**Text segment**
== Segment start ==

Inside-Out against Outside-In Inverse Solutions for Estimating Atrial Fibrillation Sources

Atrial fibrillation (AF) is the most frequently occurring cardiac arrhythmia. Further understanding of the drivers and maintainers of AF is still necessary to improve treatment strategies and outcome. This thesis focussed on identifying AF sources using body-surface mapping and non-contact endocardial mapping (NCM, inside-out inverse solution) data. Analysis was focussed on dominant frequency (DF) and highest dominant frequency (HDF) behaviour. Atrial sources on the atrial muscle were estimated from body surface mapping (BSM) using a heterogeneous torso model (outside-in inverse solution). The current work has shown that a significant difference exists between the DF and HDF behaviour on the BSM and NCM data. This shows the effect of the torso volume conductor on BSM data as previously suggested in simulation studies. This effect should be taken into account when analysing BSM data for diagnosing AF. In this work, a new inside-out inverse solution was developed based on equivalent double layer cardiac sources. This was compared to commercially available software (EnSite, St Jude Medical), which was considered the gold standard. This system is based on a potential-based transfer, and therefore only provides a “closer look” at the pericardial potentials, but does not estimate sources. Due to this variation in source model, significant differences could be found between the inverse solutions, leading to high regularisation parameters to force the home-made inverse solution to be as equal as possible to the gold standard. This also meant that high-frequency components could not be reproduced accurately with the home-made algorithm, leading to significant variation in DF and HDF behaviour between both inside-out inverse solutions. Lastly a double-layer based outside-in inverse solution was developed and compared to the gold standard inside-out inverse solution. Although both solutions originate from a different source model, it was possible to reconstruct simple AF behaviour based on the HDF behaviour.

== Segment end ==

**Information shown**

== Segment start ==

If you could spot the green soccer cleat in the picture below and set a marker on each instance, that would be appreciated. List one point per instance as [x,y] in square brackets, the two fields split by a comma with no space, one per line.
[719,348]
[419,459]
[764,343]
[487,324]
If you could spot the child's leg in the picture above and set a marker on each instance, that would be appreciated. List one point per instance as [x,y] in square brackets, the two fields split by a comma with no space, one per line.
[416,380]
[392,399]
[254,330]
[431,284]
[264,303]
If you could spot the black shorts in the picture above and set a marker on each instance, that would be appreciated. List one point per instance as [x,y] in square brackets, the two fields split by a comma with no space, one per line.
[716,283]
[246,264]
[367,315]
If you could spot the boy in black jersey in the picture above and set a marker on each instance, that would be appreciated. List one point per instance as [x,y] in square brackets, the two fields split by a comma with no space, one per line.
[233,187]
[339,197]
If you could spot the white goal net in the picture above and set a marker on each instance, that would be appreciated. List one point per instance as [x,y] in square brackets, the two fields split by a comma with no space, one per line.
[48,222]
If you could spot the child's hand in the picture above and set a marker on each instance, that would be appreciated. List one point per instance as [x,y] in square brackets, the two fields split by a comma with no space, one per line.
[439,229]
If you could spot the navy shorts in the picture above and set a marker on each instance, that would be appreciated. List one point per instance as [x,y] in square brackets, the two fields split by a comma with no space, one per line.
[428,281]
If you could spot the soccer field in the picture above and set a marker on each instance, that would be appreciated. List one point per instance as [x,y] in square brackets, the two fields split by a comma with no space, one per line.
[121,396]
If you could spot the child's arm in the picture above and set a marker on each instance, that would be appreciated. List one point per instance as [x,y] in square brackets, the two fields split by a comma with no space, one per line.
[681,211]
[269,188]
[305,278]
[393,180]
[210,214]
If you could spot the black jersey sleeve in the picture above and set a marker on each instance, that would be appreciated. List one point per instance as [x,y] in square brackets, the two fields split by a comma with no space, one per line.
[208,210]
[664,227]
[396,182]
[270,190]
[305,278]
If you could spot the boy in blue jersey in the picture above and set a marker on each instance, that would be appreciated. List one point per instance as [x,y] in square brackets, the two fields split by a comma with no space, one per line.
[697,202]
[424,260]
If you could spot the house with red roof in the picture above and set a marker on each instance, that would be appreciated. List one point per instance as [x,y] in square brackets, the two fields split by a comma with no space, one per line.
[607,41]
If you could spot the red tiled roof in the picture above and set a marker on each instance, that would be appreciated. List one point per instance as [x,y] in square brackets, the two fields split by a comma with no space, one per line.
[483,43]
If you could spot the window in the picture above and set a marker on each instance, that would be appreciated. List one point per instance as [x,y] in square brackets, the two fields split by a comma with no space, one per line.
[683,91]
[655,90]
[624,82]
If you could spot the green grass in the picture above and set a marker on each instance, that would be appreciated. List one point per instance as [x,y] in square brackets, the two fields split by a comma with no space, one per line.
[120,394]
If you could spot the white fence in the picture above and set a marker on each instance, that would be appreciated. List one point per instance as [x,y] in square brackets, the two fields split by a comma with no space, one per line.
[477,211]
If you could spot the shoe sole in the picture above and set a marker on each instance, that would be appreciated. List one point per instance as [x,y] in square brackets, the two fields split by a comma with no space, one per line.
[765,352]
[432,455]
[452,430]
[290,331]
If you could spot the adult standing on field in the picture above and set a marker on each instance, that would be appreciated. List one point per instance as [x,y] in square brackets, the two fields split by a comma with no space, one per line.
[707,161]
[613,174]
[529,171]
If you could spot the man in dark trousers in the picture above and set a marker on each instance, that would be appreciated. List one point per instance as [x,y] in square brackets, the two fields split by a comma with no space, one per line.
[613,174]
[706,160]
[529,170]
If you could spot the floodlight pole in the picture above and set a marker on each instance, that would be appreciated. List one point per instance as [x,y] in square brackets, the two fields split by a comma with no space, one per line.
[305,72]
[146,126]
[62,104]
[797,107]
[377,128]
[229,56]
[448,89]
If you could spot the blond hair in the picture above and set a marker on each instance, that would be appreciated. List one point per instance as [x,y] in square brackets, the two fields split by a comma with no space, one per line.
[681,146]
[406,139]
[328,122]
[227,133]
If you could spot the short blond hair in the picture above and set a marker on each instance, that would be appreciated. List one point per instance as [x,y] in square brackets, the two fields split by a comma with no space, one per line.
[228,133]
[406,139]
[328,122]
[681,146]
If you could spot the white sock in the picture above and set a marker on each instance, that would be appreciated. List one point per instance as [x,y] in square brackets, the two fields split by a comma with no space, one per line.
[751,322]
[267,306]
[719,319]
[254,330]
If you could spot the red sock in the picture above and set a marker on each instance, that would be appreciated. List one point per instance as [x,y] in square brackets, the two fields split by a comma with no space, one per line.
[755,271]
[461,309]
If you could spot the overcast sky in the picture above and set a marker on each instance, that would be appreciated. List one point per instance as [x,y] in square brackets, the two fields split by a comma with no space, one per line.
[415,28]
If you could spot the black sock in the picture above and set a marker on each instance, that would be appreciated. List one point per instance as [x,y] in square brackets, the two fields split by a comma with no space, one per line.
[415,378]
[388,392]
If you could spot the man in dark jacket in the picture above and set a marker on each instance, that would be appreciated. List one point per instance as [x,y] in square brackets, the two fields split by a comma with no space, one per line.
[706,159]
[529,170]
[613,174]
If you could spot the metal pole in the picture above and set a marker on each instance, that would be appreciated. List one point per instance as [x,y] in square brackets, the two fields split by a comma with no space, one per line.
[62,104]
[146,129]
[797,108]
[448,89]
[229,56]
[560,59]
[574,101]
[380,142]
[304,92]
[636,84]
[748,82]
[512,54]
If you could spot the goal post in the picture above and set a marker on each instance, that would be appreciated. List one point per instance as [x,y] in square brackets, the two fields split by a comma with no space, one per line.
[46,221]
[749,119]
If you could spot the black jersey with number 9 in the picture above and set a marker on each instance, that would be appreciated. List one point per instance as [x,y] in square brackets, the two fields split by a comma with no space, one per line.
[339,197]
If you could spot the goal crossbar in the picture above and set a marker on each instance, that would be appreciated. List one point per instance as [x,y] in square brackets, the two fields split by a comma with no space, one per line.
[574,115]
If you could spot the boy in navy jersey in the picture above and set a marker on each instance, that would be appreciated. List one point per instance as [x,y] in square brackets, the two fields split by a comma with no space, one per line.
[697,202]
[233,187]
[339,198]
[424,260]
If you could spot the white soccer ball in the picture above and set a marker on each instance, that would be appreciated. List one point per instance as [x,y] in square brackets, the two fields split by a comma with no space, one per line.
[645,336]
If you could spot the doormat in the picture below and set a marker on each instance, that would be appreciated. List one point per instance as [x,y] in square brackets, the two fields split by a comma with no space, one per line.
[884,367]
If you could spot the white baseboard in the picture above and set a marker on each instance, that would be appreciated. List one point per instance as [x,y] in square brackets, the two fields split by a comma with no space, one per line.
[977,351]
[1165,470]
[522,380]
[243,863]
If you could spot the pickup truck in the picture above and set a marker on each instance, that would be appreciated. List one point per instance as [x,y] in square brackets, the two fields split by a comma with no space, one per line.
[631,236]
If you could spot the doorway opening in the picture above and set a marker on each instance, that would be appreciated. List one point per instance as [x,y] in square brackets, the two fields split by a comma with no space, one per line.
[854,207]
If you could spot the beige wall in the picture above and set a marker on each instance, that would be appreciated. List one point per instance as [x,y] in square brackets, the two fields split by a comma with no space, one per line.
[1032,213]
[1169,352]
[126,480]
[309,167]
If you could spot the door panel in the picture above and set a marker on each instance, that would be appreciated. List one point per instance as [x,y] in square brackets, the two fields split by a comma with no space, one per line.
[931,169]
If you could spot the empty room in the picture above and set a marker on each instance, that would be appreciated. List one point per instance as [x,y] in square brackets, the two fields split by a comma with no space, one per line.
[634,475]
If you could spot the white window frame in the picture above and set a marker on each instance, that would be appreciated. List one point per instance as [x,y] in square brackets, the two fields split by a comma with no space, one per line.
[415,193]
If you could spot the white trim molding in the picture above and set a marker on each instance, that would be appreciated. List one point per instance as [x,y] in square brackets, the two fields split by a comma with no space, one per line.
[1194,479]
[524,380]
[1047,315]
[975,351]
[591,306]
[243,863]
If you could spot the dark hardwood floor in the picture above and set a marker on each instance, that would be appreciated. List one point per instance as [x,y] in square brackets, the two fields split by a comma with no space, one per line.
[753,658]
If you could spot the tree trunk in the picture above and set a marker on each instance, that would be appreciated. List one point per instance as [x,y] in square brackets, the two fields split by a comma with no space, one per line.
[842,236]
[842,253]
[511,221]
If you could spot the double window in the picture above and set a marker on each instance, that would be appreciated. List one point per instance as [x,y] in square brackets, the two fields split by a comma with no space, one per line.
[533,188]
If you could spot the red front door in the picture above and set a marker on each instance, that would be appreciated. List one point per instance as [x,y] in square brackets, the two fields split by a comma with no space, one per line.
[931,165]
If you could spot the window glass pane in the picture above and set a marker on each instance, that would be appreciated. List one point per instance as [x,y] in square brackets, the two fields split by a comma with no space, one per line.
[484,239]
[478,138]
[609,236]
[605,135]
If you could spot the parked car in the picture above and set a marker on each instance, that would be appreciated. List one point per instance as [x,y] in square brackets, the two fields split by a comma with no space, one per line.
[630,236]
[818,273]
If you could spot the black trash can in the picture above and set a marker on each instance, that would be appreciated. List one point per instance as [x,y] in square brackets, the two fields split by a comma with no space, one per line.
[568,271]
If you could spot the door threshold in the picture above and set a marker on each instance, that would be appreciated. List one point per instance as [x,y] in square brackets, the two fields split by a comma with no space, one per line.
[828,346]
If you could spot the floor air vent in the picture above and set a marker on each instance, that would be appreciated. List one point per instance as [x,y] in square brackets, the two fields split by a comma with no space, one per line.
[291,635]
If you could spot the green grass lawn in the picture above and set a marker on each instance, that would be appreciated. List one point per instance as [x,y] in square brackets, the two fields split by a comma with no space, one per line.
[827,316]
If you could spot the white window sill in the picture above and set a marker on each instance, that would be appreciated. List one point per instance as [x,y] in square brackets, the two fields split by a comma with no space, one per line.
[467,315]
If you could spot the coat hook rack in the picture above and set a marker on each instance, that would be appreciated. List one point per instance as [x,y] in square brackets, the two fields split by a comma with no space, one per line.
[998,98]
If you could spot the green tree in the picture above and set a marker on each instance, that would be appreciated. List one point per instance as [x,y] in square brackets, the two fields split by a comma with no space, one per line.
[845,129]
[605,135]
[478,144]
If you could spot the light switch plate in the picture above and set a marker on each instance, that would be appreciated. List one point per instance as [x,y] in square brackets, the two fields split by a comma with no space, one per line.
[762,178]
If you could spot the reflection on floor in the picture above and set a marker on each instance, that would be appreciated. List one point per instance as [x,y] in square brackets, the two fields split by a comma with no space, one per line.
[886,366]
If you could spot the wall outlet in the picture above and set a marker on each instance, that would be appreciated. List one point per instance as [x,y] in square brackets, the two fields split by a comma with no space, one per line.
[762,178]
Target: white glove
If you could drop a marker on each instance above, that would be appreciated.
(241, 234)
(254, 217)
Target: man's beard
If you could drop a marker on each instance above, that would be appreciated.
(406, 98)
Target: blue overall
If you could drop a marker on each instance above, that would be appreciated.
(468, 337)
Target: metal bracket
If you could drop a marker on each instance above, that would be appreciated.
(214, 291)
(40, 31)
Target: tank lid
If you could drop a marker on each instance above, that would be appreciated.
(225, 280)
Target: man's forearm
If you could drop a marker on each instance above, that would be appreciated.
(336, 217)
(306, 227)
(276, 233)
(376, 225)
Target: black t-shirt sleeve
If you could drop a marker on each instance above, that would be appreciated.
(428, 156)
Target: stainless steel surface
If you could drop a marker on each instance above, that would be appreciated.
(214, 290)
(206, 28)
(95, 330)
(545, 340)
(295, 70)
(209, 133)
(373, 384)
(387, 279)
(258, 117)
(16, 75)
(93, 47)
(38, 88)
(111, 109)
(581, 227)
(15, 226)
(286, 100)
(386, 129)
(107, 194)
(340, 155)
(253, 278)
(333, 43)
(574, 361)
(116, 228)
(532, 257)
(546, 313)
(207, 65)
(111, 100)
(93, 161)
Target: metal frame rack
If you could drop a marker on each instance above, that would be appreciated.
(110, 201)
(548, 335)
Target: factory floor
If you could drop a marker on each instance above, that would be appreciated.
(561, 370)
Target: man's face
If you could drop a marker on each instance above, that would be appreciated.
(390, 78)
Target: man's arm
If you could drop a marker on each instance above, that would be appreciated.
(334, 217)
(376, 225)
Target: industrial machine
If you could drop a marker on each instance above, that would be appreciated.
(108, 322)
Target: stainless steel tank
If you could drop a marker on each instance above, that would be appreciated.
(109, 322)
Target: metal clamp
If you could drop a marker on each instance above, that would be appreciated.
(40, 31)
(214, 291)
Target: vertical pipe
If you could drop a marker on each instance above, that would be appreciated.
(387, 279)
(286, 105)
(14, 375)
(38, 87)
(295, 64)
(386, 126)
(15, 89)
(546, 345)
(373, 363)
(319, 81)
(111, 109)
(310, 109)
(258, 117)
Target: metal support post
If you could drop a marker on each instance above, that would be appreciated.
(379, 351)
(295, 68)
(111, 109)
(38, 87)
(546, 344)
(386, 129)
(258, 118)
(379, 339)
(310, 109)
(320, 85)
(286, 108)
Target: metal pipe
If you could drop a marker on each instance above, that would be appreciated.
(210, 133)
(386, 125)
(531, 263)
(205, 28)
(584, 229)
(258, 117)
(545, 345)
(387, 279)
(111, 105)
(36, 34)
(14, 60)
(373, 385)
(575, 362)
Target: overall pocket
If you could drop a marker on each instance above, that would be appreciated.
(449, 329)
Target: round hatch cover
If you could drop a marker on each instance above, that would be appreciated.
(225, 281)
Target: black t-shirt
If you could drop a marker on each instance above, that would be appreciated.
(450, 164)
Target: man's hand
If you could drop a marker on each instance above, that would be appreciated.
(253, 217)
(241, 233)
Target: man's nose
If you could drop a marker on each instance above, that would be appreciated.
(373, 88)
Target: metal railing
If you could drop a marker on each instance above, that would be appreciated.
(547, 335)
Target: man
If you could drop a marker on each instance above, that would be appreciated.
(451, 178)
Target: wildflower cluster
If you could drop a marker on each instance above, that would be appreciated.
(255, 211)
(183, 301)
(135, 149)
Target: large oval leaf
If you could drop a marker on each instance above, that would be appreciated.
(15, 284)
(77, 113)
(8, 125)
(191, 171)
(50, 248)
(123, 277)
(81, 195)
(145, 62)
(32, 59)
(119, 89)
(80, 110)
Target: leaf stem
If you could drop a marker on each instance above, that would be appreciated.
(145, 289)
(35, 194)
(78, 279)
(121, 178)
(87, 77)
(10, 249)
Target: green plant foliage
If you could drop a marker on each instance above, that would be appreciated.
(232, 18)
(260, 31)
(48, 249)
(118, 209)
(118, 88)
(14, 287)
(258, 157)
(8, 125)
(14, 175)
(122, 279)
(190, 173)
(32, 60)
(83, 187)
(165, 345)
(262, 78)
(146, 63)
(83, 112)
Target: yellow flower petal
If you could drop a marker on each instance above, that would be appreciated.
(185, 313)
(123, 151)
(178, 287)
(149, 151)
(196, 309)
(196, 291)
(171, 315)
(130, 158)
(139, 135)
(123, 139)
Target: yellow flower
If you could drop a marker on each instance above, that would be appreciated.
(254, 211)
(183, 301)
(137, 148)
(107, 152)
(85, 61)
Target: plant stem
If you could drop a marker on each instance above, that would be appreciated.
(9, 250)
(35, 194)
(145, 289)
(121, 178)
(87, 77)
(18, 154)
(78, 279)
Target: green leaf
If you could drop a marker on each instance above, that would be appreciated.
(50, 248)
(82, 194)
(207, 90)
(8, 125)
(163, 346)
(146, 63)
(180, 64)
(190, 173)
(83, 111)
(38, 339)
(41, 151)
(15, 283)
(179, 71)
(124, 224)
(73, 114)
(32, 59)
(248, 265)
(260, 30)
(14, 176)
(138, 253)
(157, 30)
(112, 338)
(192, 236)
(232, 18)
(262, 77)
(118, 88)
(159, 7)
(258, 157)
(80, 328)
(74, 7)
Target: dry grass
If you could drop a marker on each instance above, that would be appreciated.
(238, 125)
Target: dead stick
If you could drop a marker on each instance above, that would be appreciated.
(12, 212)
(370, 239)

== Segment end ==

**Prompt**
In the atrial fibrillation thesis abstract, which commercially available software served as the gold standard?

**Output for this exercise**
EnSite, from St Jude Medical.